**Passage provided**
-- -- --

CMO Series EP46 - Dave Southern on driving legal BD with client-based collaboration

It’s well documented that better client-based collaboration can boost legal business development results and build stronger, lasting relationships between law firms and their clients.

What isn’t as clear is how firms can go about creating the initiatives and processes required to implement that closer collaboration.

Ed Lovatt had the pleasure of welcoming Dave Southern, who has a notable career with positions at Baker McKenzie, Baker Hostetler and most recently at Boston based Choate, Hall & Stewart, to the CMO Series to learn how greater client collaboration can lead to BD success.

In this episode Ed and Dave discuss:

  • Dave’s career journey so far and how his experiences have influenced his philosophy on client collaboration
  • Why closer client collaboration is so important 
  • How to improve the results of lateral acquistions 
  • How to apply this process to all clients of the firm and examples of how this has worked 
  • How this approach fits within the overall go-to-market strategy of the firm
  • Advice for legal marketing and BD professionals looking to improve their client collaboration


Intro: Welcome to the Passle Podcast CMO Series 

Ed: Hello and welcome to the CMO Series podcast. Today we are very happy to welcome Dave Southern, who has a noteworthy career and has included positions at Baker, McKenzie, Baker Hostedler, and most recently at the Boston based firm Choate, Hall & Stewart. Dave, I want to dive straight into it today and get the crux of the content because I think we've got a fair bit to cover on client based collaboration. Dave, welcome to the podcast. I'm excited to learn from this conversation and hear a little bit more about your experiences and knowledge. If you could take us through the career journey so far and maybe just touch on a few points as to how these experiences have influenced your philosophy on client collaboration. 

Dave: Thank you, Ed. I'm delighted to be here talking with you guys today. I guess I'd start from the standpoint. I've been in the business development and marketing space for some time now. I've had many roles in my career, from being an advertising executive, helping to sell more beer, more cheese, more salad dressings, all purpose household cleaners, artificial sweeteners, ice cream, and much more, to a time that I spent as an investor relations executive, positioning and selling equity securities to the capital markets for specific companies, and then also business development and marketing within professional services, including both for EY and also, as you had mentioned, for several law firms. As I reflect on these experiences, I asked myself what's been common to all these experiences, and what really jumped out to me is the fact that we win and we grow when we're learning as much as we possibly can about our clients needs and understanding them better than anybody else. Hopefully everybody in our legal services industry deals with RFPs, but the needs that are specified, and these are most often just the first level of needs. And it's really important to dig deeper. And it's only by digging deeper and working harder in order to be able to understand those needs and those motivations that we're going to be able to make the difference that will actually close the sale. So the primary focus of my efforts throughout all of these experiences has been to be essentially a client advocate, if you will, advocating for more and better and deeper understanding of our clients needs. And as it happens, I believe that bringing this focus to the challenge of collaboration within a law firm can actually be a real game changer for us. 

Ed: So perhaps just a tag onto what you just finished with there. Why would you say that closer collaboration is so important specifically within the legal field? I know your background is more varied, as you said, salad dressings as well, but why would you say it's important within the legal sector?

-- -- --

**Extracted information**
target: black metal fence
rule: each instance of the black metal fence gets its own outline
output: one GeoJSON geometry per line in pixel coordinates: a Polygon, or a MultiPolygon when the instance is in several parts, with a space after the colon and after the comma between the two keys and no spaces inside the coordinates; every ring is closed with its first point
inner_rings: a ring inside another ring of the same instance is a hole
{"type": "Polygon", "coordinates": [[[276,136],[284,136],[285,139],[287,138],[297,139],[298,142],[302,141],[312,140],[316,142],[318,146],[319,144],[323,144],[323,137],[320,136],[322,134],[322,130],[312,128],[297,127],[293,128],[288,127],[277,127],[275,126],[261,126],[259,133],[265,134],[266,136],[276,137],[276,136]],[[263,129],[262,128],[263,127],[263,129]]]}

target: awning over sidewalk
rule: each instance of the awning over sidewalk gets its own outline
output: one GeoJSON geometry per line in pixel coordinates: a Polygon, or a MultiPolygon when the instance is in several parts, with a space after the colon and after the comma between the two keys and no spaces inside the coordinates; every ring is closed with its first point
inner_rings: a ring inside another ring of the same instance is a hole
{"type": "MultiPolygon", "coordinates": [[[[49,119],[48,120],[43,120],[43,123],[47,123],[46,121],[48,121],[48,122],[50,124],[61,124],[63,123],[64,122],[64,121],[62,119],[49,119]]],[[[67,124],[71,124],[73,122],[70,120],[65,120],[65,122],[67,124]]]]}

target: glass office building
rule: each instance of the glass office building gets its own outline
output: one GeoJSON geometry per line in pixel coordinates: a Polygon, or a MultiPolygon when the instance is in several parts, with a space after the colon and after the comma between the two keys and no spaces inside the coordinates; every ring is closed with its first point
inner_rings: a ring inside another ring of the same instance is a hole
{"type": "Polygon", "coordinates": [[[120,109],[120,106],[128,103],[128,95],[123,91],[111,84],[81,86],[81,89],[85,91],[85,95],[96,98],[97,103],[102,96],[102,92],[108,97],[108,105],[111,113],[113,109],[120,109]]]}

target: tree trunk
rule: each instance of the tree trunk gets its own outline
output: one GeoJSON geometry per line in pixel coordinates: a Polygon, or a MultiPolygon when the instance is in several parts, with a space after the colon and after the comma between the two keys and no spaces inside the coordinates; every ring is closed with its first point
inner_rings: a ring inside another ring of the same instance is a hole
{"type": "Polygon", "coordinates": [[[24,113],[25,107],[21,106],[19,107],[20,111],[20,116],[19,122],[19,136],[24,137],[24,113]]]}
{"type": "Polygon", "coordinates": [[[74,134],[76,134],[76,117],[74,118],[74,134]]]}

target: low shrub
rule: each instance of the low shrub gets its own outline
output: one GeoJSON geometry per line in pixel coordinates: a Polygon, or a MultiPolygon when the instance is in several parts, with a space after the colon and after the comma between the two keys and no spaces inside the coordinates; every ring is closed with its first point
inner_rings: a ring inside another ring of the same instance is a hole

-- -- --

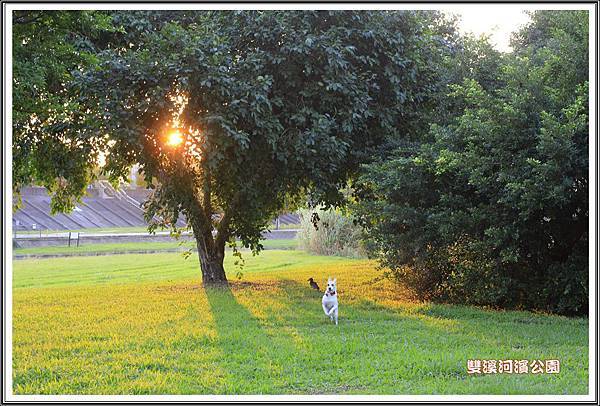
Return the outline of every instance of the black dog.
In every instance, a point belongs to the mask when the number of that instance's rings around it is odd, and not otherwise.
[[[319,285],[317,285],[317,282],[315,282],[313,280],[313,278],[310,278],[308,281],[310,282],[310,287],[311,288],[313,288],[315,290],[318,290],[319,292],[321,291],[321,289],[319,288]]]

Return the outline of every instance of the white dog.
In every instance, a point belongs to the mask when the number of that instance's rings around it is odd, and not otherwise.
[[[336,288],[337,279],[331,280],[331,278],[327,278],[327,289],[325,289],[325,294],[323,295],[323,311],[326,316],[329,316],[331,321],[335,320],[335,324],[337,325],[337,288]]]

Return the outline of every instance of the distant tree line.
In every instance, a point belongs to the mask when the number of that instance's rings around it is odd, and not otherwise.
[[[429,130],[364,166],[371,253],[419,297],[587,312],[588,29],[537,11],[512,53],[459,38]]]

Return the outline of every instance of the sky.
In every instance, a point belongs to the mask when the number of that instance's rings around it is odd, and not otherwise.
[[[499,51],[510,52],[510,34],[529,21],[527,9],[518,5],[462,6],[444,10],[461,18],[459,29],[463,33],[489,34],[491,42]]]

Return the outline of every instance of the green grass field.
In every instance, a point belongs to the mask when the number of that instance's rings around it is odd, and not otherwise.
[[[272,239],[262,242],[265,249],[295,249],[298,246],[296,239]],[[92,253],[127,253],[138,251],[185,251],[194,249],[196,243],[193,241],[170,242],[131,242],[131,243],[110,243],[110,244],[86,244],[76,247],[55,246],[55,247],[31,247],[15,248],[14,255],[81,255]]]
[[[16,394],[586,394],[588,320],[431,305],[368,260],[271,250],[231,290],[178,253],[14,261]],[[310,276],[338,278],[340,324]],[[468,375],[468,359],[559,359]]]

-- -- --

**Your instructions**
In the podcast passage, in which city is Choate, Hall & Stewart based? Please answer briefly. This data comes from a different source than the text.

**Expected answer**
Boston.